» Stated task
In the listing below, change every "model.detect" to "detector.locate" and leave all other text unchanged.

» Records provided
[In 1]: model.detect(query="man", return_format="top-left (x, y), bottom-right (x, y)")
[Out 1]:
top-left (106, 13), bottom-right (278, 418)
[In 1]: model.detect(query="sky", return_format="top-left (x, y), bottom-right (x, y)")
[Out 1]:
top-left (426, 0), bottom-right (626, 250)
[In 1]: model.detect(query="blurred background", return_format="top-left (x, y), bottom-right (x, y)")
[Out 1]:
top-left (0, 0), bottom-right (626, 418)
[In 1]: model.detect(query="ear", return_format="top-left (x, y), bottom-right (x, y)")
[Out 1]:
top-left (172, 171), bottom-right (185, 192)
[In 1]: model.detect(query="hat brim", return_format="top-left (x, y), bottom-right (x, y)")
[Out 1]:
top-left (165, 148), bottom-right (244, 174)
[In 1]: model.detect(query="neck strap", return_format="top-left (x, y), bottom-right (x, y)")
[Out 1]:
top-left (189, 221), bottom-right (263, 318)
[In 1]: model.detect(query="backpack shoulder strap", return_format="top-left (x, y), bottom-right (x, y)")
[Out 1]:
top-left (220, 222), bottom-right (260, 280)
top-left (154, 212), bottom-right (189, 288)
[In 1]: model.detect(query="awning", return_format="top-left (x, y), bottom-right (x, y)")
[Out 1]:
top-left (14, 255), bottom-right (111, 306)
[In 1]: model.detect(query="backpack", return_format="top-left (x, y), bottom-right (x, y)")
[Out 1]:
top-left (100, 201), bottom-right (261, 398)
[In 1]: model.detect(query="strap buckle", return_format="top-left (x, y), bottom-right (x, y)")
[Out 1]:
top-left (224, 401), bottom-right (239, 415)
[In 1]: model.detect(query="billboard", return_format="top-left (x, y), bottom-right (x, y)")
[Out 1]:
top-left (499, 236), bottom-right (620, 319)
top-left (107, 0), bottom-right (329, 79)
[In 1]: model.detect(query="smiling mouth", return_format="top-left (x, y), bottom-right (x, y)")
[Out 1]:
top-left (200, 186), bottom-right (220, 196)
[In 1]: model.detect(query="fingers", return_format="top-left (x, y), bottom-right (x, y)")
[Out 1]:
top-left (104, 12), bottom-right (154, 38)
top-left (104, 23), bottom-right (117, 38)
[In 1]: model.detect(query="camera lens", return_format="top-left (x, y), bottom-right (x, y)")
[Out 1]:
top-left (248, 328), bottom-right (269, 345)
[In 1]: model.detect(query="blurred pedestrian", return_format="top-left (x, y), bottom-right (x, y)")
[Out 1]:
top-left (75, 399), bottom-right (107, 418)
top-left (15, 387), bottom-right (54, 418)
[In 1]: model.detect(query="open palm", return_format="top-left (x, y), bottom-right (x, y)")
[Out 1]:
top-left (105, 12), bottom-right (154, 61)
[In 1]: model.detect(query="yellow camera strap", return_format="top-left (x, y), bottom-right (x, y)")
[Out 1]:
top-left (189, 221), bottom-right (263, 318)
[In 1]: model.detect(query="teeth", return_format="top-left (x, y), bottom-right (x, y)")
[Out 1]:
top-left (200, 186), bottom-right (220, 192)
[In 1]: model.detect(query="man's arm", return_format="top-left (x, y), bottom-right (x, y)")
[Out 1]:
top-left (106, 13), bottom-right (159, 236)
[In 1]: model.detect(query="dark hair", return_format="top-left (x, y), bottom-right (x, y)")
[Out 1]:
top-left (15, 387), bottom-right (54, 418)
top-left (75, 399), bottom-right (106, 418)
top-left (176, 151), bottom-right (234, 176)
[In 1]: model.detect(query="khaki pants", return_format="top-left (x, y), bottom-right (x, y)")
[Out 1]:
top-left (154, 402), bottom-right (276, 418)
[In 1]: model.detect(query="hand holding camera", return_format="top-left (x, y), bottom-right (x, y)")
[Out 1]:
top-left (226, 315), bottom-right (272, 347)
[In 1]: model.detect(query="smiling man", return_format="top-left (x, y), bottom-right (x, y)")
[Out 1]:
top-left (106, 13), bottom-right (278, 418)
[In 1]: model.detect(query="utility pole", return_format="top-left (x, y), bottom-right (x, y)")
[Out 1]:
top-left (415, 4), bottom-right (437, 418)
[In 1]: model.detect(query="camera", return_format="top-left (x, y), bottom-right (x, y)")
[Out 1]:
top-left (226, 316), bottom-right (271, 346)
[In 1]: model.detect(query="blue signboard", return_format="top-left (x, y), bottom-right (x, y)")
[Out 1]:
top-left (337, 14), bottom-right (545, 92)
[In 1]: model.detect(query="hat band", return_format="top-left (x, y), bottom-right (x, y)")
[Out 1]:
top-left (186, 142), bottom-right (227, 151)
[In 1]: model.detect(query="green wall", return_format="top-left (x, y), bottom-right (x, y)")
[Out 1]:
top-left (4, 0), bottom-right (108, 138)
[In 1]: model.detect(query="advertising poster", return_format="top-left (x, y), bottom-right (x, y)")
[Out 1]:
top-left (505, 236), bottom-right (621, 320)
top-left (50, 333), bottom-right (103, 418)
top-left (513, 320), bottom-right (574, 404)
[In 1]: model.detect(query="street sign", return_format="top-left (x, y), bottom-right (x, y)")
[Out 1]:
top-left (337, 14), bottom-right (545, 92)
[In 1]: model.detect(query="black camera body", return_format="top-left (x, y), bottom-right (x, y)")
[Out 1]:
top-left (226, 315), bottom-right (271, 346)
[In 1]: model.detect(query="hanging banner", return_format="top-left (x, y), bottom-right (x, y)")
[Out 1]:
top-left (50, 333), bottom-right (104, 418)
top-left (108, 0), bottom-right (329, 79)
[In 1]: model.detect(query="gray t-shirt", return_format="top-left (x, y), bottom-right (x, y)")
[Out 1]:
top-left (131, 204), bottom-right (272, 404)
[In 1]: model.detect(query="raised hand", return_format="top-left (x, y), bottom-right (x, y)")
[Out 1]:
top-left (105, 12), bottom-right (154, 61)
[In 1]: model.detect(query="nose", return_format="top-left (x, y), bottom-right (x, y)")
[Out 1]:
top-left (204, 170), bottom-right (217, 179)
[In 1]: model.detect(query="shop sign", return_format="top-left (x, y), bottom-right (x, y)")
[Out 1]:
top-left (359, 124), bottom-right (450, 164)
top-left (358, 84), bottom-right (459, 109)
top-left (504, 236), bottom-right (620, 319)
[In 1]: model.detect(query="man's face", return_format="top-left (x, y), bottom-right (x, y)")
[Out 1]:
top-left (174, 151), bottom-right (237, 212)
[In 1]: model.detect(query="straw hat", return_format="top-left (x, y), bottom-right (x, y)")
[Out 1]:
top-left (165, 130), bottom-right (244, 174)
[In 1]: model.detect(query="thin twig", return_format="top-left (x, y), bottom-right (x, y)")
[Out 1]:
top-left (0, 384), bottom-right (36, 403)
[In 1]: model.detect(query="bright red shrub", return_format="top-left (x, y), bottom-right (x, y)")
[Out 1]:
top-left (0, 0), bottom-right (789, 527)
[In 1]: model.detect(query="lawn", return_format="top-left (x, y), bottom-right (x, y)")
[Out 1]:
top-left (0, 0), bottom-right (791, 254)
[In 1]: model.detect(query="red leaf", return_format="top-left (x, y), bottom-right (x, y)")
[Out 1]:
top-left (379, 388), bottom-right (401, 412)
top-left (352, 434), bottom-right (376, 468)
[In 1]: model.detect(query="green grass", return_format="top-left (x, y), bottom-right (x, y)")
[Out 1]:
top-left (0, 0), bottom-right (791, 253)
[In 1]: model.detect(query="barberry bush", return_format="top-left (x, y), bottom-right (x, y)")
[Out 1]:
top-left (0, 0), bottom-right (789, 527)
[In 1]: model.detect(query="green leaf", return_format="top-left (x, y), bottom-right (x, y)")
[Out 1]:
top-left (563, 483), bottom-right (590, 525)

» Solution for this task
[In 1]: detector.locate(query="man", return_format="top-left (x, y), bottom-right (x, y)")
[Out 1]:
top-left (106, 13), bottom-right (278, 418)
[In 1]: detector.locate(query="sky", return_format="top-left (x, y), bottom-right (x, y)")
[Out 1]:
top-left (426, 0), bottom-right (626, 250)
[In 1]: detector.locate(query="blurred background", return_format="top-left (x, y), bottom-right (x, y)")
[Out 1]:
top-left (0, 0), bottom-right (626, 418)
[In 1]: detector.locate(query="ear", return_format="top-left (x, y), bottom-right (x, y)")
[Out 1]:
top-left (172, 171), bottom-right (185, 192)
[In 1]: detector.locate(query="hat brim", return_format="top-left (x, y), bottom-right (x, y)")
[Out 1]:
top-left (165, 148), bottom-right (244, 174)
[In 1]: detector.locate(query="neck strap", return_format="top-left (x, y), bottom-right (x, y)")
[Out 1]:
top-left (189, 221), bottom-right (263, 318)
[In 1]: detector.locate(query="backpack shoulder strap", return_format="top-left (x, y), bottom-right (x, y)")
[Out 1]:
top-left (220, 222), bottom-right (260, 280)
top-left (154, 212), bottom-right (189, 288)
[In 1]: detector.locate(query="awning", return_format="top-left (x, y), bottom-right (x, y)")
[Out 1]:
top-left (14, 255), bottom-right (111, 306)
[In 1]: detector.locate(query="backpack", return_format="top-left (x, y), bottom-right (x, y)")
[Out 1]:
top-left (100, 201), bottom-right (261, 398)
[In 1]: detector.locate(query="strap buckle", return_format="top-left (x, y), bottom-right (x, y)")
[Out 1]:
top-left (224, 401), bottom-right (239, 415)
[In 1]: detector.locate(query="billboard", return_format="top-left (x, y), bottom-right (x, y)")
[Out 1]:
top-left (499, 236), bottom-right (620, 319)
top-left (107, 0), bottom-right (329, 79)
[In 1]: detector.locate(query="smiling mouth", return_format="top-left (x, y), bottom-right (x, y)")
[Out 1]:
top-left (200, 186), bottom-right (220, 196)
[In 1]: detector.locate(query="fingers", return_format="top-left (x, y), bottom-right (x, y)")
[Out 1]:
top-left (104, 12), bottom-right (154, 38)
top-left (104, 23), bottom-right (117, 38)
[In 1]: detector.locate(query="camera lens", return_format="top-left (x, y), bottom-right (x, y)")
[Out 1]:
top-left (248, 328), bottom-right (269, 345)
[In 1]: detector.locate(query="blurred pedestrian", return_format="top-left (x, y), bottom-right (x, y)")
[Out 1]:
top-left (75, 399), bottom-right (107, 418)
top-left (15, 387), bottom-right (54, 418)
[In 1]: detector.locate(query="open palm", return_format="top-left (x, y), bottom-right (x, y)")
[Out 1]:
top-left (105, 12), bottom-right (154, 61)
[In 1]: detector.locate(query="yellow camera strap", return_format="top-left (x, y), bottom-right (x, y)")
[Out 1]:
top-left (189, 221), bottom-right (263, 318)
[In 1]: detector.locate(query="teeth", return_format="top-left (x, y), bottom-right (x, y)")
[Out 1]:
top-left (200, 186), bottom-right (220, 192)
[In 1]: detector.locate(query="man's arm", return_format="top-left (x, y), bottom-right (x, y)")
[Out 1]:
top-left (106, 13), bottom-right (159, 236)
[In 1]: detector.locate(query="dark hair", return_format="top-left (x, y), bottom-right (x, y)")
[Out 1]:
top-left (15, 387), bottom-right (54, 418)
top-left (75, 399), bottom-right (106, 418)
top-left (176, 151), bottom-right (234, 176)
[In 1]: detector.locate(query="khaki pants", return_format="top-left (x, y), bottom-right (x, y)")
[Out 1]:
top-left (154, 402), bottom-right (276, 418)
[In 1]: detector.locate(query="hand holding camera", return_format="top-left (x, y), bottom-right (x, y)")
[Out 1]:
top-left (226, 315), bottom-right (272, 347)
[In 1]: detector.locate(query="smiling man", return_format="top-left (x, y), bottom-right (x, y)")
[Out 1]:
top-left (106, 13), bottom-right (278, 418)
[In 1]: detector.locate(query="utility pole", return_format="top-left (x, y), bottom-right (x, y)")
[Out 1]:
top-left (415, 4), bottom-right (437, 418)
[In 1]: detector.locate(query="camera", return_format="top-left (x, y), bottom-right (x, y)")
[Out 1]:
top-left (226, 316), bottom-right (271, 346)
[In 1]: detector.locate(query="blue signboard", return_format="top-left (x, y), bottom-right (x, y)")
[Out 1]:
top-left (337, 14), bottom-right (545, 92)
[In 1]: detector.locate(query="hat band", return_format="top-left (x, y), bottom-right (x, y)")
[Out 1]:
top-left (186, 142), bottom-right (227, 151)
[In 1]: detector.locate(query="green wall", return_format="top-left (x, y), bottom-right (x, y)")
[Out 1]:
top-left (4, 0), bottom-right (108, 138)
[In 1]: detector.locate(query="advertising poster", return_format="top-left (x, y), bottom-right (x, y)")
[Out 1]:
top-left (505, 236), bottom-right (621, 320)
top-left (50, 333), bottom-right (103, 418)
top-left (513, 320), bottom-right (574, 404)
[In 1]: detector.locate(query="street sign", return_format="top-left (x, y), bottom-right (x, y)")
[Out 1]:
top-left (337, 14), bottom-right (545, 92)
[In 1]: detector.locate(query="black camera body", return_format="top-left (x, y), bottom-right (x, y)")
[Out 1]:
top-left (226, 315), bottom-right (271, 346)
[In 1]: detector.locate(query="hanging banner", return_format="top-left (x, y), bottom-right (x, y)")
[Out 1]:
top-left (50, 333), bottom-right (104, 418)
top-left (108, 0), bottom-right (329, 79)
[In 1]: detector.locate(query="gray t-shirt", return_format="top-left (x, y), bottom-right (x, y)")
[Out 1]:
top-left (131, 204), bottom-right (272, 404)
[In 1]: detector.locate(query="raised hand", return_format="top-left (x, y), bottom-right (x, y)")
[Out 1]:
top-left (105, 12), bottom-right (154, 61)
[In 1]: detector.locate(query="nose", return_format="top-left (x, y), bottom-right (x, y)")
[Out 1]:
top-left (204, 170), bottom-right (217, 179)
[In 1]: detector.locate(query="shop sign", return_format="top-left (x, y), bottom-right (x, y)")
[Out 1]:
top-left (359, 124), bottom-right (450, 164)
top-left (358, 84), bottom-right (459, 109)
top-left (504, 236), bottom-right (620, 319)
[In 1]: detector.locate(query="man's face", return_format="top-left (x, y), bottom-right (x, y)")
[Out 1]:
top-left (174, 151), bottom-right (237, 212)
[In 1]: detector.locate(query="straw hat", return_format="top-left (x, y), bottom-right (x, y)")
[Out 1]:
top-left (165, 130), bottom-right (244, 174)
[In 1]: detector.locate(query="thin twig", return_format="top-left (x, y), bottom-right (x, y)")
[Out 1]:
top-left (0, 384), bottom-right (36, 403)
[In 1]: detector.locate(query="bright red shrub", return_format="top-left (x, y), bottom-right (x, y)")
[Out 1]:
top-left (0, 0), bottom-right (789, 527)
[In 1]: detector.locate(query="lawn", return_format="top-left (x, y), bottom-right (x, y)")
[Out 1]:
top-left (0, 0), bottom-right (791, 254)
[In 1]: detector.locate(query="red leaf", return_format="top-left (x, y), bottom-right (x, y)")
[Out 1]:
top-left (379, 388), bottom-right (401, 412)
top-left (352, 434), bottom-right (376, 468)
[In 1]: detector.locate(query="green grass", return_format="top-left (x, y), bottom-right (x, y)")
[Out 1]:
top-left (0, 0), bottom-right (791, 253)
[In 1]: detector.locate(query="barberry bush", return_format="top-left (x, y), bottom-right (x, y)")
[Out 1]:
top-left (0, 0), bottom-right (789, 527)
[In 1]: detector.locate(query="green leaf", return_format="top-left (x, y), bottom-right (x, y)")
[Out 1]:
top-left (563, 483), bottom-right (590, 525)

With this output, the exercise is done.